┌─ 抜粋

菊谷「W杯につなげていきたい」=ラグビー

村上晃一

トヨタ自動車の北川(左)と菊谷がプレーオフに向けて意気込みを語った 【Photo:久保暁生】

 トップ4の常連であるトヨタ自動車ヴェルブリッツは、ジャパンラグビートップリーグで毎年優勝候補に挙げられながら、いまだ優勝はない。しかし、第9節では王者・東芝ブレイブルーパスを真っ向勝負で下し(34−28)、底力を見せつけた。今回はプレーオフに向けて勢いづくトヨタ自動車の主力であり、日本代表でも活躍する菊谷崇と北川俊澄の登場である。インタビューは東芝戦の前日(12月3日)に行われたのだが、勝利を予言するような明るい言葉が続いた。

菊谷「常にチャレンジャーの気持ちで」

「常にチャレンジャーの気持ちでいたい」と謙虚な姿勢を示した菊谷 【Photo:久保暁生】

――11月はトップリーグの休止期間で各チームは課題の修正などをするわけですが、日本代表選手はチームを離れます。そのあたり難しい点もあったのではないですか。

└─
┌─ データの行

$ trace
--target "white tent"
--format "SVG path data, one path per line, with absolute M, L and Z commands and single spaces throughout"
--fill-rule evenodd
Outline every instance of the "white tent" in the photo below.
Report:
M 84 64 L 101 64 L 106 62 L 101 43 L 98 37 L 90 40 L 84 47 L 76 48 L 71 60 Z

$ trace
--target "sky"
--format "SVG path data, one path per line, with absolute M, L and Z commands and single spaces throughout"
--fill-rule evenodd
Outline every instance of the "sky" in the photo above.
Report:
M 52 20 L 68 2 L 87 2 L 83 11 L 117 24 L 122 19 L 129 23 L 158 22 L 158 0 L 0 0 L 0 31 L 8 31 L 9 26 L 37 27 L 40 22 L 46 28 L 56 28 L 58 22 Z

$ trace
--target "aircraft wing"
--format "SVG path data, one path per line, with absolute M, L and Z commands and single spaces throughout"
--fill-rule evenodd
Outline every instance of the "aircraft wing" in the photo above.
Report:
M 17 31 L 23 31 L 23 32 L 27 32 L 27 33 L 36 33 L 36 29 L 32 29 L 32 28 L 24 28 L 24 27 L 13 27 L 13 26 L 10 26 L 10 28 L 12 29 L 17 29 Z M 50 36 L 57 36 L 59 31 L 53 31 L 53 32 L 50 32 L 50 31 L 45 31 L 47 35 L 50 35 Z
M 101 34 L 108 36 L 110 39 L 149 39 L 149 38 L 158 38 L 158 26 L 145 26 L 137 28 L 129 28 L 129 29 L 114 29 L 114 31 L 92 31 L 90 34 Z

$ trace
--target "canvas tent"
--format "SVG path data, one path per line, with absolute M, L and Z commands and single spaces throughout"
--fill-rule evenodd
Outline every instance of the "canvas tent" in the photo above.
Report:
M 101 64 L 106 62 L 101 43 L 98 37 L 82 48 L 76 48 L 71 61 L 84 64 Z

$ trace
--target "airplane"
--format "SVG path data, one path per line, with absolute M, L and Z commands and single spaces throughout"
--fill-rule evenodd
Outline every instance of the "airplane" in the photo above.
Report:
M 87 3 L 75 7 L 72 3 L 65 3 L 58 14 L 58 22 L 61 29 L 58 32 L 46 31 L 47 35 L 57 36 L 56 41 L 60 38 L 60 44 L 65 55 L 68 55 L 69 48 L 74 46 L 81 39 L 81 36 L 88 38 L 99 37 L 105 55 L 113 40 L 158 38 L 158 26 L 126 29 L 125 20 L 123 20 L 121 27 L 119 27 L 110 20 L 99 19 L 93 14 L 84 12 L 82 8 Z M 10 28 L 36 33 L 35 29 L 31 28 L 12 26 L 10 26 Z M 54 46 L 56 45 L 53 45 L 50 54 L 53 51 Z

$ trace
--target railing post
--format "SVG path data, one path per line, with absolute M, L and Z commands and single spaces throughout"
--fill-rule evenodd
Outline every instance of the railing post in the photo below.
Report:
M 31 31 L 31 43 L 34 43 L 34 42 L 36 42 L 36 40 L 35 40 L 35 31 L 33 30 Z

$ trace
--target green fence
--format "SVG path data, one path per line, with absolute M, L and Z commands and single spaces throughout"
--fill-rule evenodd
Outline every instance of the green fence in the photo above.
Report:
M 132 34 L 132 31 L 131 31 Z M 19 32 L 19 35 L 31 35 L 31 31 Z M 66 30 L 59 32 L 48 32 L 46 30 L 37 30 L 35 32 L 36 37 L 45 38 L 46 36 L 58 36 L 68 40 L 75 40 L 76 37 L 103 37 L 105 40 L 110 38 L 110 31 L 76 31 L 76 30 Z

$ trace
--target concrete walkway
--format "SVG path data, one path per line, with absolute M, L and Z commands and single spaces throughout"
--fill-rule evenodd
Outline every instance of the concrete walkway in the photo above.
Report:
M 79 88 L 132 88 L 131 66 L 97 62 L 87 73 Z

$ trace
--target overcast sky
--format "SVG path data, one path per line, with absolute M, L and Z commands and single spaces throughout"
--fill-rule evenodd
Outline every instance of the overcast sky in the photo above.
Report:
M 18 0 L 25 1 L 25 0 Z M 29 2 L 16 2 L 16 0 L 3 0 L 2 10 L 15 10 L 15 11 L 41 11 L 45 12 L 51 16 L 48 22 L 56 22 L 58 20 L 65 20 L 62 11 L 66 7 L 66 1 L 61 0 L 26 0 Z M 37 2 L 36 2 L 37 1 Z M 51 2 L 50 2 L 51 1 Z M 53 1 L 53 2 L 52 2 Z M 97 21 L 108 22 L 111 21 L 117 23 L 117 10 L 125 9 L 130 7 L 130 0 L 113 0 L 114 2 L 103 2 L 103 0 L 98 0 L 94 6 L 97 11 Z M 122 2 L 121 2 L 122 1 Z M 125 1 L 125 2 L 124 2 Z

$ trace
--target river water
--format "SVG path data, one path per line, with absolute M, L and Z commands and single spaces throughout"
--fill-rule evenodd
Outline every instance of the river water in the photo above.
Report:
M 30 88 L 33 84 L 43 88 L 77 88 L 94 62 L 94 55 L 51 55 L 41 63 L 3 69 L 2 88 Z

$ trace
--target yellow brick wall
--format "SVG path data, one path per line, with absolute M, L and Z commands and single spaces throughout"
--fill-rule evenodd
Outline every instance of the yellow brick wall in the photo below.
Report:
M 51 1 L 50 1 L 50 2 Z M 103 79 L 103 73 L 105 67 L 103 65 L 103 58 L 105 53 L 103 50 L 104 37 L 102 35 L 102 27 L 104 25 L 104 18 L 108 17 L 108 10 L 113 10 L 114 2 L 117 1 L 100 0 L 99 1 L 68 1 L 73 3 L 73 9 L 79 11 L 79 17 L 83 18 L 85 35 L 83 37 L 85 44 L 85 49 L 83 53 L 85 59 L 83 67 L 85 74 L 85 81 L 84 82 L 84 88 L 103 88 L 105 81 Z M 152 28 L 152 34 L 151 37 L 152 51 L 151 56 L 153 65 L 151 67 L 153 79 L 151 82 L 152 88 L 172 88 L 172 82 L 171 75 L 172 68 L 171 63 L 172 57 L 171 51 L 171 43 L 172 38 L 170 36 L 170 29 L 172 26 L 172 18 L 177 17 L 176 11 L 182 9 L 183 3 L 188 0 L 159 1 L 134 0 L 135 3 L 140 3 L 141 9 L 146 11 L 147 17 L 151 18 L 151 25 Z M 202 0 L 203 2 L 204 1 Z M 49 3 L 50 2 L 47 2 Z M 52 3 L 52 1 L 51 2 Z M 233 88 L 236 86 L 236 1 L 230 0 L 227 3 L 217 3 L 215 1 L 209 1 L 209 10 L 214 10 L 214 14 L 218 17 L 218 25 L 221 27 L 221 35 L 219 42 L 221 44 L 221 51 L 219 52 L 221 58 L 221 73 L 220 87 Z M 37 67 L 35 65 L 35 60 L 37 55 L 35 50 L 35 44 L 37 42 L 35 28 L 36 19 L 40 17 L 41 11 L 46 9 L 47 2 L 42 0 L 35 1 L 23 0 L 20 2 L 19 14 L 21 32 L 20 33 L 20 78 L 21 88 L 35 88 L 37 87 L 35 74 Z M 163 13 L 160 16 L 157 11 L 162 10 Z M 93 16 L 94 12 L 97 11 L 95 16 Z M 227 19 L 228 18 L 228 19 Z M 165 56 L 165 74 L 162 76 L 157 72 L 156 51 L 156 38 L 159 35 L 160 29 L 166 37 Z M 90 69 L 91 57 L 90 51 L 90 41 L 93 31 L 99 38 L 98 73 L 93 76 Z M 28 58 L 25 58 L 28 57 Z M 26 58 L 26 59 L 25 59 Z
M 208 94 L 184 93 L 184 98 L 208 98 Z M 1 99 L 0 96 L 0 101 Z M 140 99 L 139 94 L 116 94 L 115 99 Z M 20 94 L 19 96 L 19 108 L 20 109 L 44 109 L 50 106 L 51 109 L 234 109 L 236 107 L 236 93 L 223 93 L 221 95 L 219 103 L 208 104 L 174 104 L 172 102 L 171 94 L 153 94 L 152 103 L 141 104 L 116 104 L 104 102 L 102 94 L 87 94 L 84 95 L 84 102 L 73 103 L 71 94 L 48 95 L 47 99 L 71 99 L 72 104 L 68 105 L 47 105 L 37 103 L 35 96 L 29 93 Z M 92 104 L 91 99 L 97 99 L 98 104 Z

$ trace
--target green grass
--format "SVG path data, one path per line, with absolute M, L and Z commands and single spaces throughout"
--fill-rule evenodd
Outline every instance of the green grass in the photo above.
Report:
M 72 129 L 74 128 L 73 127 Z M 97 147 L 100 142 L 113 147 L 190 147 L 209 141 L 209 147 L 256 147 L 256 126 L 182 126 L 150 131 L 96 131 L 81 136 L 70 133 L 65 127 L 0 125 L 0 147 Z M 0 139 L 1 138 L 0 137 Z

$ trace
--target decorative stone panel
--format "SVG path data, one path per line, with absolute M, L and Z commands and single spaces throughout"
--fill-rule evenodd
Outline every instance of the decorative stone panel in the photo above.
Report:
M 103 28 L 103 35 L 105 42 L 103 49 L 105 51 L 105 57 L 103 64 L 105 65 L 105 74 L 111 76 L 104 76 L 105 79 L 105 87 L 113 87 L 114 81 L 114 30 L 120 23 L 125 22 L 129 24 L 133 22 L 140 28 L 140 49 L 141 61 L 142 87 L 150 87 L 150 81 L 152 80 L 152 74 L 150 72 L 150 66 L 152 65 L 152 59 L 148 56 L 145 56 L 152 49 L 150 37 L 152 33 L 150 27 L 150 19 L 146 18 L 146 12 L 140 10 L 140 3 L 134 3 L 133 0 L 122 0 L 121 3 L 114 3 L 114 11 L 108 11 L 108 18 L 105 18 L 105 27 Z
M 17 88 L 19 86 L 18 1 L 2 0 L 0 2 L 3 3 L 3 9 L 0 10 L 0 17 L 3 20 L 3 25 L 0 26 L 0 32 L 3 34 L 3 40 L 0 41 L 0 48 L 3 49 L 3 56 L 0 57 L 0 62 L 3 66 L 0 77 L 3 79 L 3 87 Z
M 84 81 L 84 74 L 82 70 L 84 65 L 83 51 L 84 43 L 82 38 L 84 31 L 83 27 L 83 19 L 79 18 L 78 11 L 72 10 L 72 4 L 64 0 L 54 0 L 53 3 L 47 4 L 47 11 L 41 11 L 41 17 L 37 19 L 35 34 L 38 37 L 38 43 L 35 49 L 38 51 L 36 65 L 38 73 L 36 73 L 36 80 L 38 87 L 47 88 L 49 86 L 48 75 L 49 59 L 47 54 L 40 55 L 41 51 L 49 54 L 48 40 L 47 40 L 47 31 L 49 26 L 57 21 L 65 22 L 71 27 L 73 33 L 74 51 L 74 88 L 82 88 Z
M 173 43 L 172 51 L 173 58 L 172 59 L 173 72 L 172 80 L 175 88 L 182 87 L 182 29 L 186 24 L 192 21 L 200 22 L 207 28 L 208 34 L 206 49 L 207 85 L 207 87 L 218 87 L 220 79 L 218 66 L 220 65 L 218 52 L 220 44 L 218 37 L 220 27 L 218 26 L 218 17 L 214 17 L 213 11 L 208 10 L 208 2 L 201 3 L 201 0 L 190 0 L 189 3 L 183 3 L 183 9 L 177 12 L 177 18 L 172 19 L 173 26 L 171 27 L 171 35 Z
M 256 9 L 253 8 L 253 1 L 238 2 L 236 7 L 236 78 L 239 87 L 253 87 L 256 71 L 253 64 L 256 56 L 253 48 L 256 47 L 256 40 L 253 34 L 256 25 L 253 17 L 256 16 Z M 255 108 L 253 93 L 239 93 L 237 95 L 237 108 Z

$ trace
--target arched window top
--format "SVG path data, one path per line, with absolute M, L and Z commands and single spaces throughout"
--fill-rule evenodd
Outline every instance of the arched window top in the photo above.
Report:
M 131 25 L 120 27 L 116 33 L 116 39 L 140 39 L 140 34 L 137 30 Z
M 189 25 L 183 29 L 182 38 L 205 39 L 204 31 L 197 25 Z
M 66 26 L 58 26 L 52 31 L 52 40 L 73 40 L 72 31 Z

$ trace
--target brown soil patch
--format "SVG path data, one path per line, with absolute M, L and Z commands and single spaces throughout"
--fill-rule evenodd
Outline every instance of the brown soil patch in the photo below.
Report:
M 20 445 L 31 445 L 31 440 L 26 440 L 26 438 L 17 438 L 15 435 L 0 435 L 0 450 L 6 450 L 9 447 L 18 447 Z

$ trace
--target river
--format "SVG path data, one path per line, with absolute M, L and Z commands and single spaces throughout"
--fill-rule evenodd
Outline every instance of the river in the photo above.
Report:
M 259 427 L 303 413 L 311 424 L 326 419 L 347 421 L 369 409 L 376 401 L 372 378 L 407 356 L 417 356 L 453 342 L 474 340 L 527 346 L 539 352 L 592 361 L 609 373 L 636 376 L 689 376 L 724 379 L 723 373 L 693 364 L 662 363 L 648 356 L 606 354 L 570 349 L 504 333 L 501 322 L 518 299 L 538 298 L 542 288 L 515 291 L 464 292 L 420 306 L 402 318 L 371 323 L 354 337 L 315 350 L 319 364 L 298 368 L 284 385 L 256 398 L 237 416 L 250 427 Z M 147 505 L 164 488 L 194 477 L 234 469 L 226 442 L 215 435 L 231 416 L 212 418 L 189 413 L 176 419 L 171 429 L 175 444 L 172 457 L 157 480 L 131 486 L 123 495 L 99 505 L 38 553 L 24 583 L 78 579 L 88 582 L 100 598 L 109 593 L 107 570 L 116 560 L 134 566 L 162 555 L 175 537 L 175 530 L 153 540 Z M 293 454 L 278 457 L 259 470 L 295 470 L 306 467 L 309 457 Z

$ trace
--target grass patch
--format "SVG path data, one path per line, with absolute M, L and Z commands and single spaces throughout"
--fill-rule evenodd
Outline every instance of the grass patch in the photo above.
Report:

└─

▶ _やること_
**A)** このラグビーの記事の内容を、2文でまとめてください。
**B)** このラグビーの記事から、「トップ4の常連であるトヨタ自」から「るような明るい言葉が続いた。」までを、両端も含めてそのまま書き出してください。

▶ _答え_
**A)** トヨタ自動車ヴェルブリッツは、トップリーグで毎年優勝候補に挙げられながらまだ優勝がありませんが、第9節で王者の東芝ブレイブルーパスを34−28で破りました。記事は、日本代表でも活躍する菊谷崇と北川俊澄へのインタビューで、東芝戦の前日の12月3日に行われました。

**B)**
トップ4の常連であるトヨタ自動車ヴェルブリッツは、ジャパンラグビートップリーグで毎年優勝候補に挙げられながら、いまだ優勝はない。しかし、第9節では王者・東芝ブレイブルーパスを真っ向勝負で下し(34−28)、底力を見せつけた。今回はプレーオフに向けて勢いづくトヨタ自動車の主力であり、日本代表でも活躍する菊谷崇と北川俊澄の登場である。インタビューは東芝戦の前日(12月3日)に行われたのだが、勝利を予言するような明るい言葉が続いた。